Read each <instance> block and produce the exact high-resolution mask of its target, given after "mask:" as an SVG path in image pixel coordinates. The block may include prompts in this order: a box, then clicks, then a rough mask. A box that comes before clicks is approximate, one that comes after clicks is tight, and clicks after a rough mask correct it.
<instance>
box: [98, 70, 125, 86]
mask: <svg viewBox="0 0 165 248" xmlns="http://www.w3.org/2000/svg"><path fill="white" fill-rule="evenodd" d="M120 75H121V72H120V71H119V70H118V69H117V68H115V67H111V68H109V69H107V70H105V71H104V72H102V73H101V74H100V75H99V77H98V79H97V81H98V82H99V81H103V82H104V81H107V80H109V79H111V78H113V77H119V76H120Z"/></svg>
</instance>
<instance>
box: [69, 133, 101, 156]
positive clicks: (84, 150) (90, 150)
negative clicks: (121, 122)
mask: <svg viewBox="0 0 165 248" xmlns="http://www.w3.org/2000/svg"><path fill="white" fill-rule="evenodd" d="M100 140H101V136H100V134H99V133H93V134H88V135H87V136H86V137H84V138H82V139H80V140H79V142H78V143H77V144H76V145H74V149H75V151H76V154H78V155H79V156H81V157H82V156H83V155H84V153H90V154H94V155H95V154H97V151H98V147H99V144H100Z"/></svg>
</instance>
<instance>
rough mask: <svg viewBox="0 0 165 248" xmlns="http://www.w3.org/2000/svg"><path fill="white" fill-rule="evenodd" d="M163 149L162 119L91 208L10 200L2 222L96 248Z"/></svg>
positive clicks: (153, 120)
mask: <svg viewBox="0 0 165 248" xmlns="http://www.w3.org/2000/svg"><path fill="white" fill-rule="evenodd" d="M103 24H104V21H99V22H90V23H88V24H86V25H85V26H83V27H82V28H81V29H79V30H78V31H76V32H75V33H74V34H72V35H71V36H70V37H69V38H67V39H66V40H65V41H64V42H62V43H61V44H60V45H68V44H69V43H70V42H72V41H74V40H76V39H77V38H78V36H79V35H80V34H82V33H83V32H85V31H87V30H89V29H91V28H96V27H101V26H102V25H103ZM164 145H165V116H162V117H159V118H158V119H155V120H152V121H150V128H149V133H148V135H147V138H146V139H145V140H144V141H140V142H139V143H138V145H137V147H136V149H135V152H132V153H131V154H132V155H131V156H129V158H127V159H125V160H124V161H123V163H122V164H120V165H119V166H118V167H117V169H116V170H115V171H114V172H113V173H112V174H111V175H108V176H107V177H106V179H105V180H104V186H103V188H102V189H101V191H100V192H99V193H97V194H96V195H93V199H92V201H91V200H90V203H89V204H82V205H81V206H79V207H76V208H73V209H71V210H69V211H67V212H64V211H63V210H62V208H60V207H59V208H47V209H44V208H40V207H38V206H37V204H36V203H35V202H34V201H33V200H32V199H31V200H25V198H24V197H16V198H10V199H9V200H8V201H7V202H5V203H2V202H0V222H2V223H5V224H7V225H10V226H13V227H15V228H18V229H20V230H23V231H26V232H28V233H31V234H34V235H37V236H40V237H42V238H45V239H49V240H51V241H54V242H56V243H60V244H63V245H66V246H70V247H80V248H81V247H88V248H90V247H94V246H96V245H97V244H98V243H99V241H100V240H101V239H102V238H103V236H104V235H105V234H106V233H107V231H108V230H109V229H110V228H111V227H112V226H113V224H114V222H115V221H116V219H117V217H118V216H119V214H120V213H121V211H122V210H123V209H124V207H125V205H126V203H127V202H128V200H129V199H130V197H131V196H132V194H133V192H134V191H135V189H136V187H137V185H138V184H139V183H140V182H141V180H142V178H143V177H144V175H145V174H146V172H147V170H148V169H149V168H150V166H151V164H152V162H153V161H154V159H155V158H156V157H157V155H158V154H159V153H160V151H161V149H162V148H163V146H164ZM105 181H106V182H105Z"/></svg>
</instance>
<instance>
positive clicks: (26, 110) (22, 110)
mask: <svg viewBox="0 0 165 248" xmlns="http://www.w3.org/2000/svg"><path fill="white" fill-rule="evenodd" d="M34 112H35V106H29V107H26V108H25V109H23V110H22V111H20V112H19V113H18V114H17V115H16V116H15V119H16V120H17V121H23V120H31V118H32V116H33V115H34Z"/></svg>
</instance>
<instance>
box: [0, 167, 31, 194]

┄┄┄┄┄┄┄┄┄┄┄┄┄┄┄┄┄┄┄┄

> [REQUIREMENT]: Give again the closing portion of the entries, from the line with "positive clicks: (26, 110) (22, 110)" through the last line. Keep it exact and add nothing.

> [TASK SOLUTION]:
positive clicks: (26, 110) (22, 110)
mask: <svg viewBox="0 0 165 248" xmlns="http://www.w3.org/2000/svg"><path fill="white" fill-rule="evenodd" d="M34 112H35V106H29V107H26V108H25V109H23V110H22V111H20V112H19V113H18V114H17V115H16V116H15V119H16V120H17V121H23V120H31V118H32V116H33V115H34Z"/></svg>
</instance>
<instance>
box: [0, 167, 31, 194]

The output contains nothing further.